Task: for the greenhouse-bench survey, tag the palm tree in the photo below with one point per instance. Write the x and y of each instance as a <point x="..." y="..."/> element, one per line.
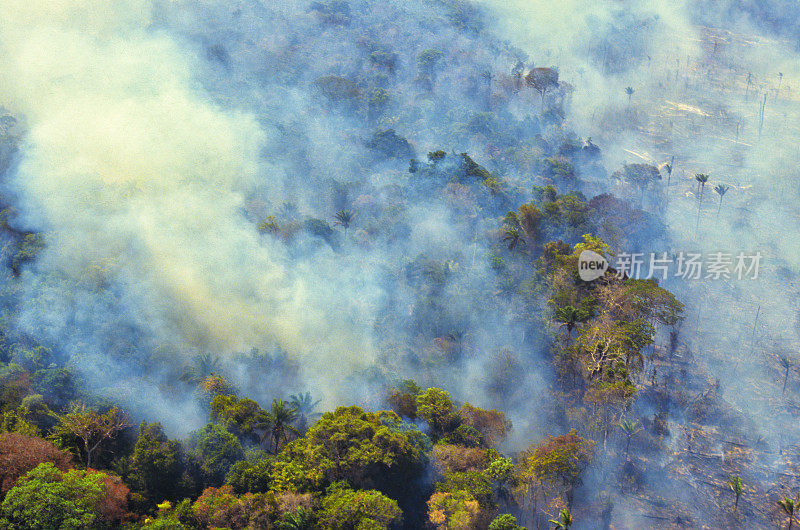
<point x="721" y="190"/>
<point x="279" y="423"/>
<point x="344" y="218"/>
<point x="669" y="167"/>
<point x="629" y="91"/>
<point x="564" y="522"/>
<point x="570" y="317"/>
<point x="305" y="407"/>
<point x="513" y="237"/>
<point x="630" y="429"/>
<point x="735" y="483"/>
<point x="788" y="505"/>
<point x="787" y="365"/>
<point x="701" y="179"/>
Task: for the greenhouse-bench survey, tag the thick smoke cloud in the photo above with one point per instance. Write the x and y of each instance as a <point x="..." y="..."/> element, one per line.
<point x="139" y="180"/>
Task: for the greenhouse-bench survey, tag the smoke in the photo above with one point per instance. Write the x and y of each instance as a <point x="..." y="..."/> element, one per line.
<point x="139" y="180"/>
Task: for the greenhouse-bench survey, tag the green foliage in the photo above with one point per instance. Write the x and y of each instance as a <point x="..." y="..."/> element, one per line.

Exercise brief » Reproduce the lines word for word, starting at the one holding "Task: for the greenhouse-bench survey, tag the thick" and ending at the final line of the material above.

Finished task »
Task: for the greenhouse-bench survey, tag the thick smoke cloud in the photo above with one point per instance. Write the x and y of each instance as a <point x="..." y="..."/> element, one per line.
<point x="139" y="180"/>
Task: for the greenhouse-bench survey, tag the smoke in the photo above with one point per instance. Write the x and y of each instance as a <point x="..." y="..."/> element, one per line.
<point x="139" y="180"/>
Task: for the greenhouse-bench survey, tag the green foliage in the photo above with one point per instance. Write the x and y of each instance as a <point x="..." y="..."/> element, one per line.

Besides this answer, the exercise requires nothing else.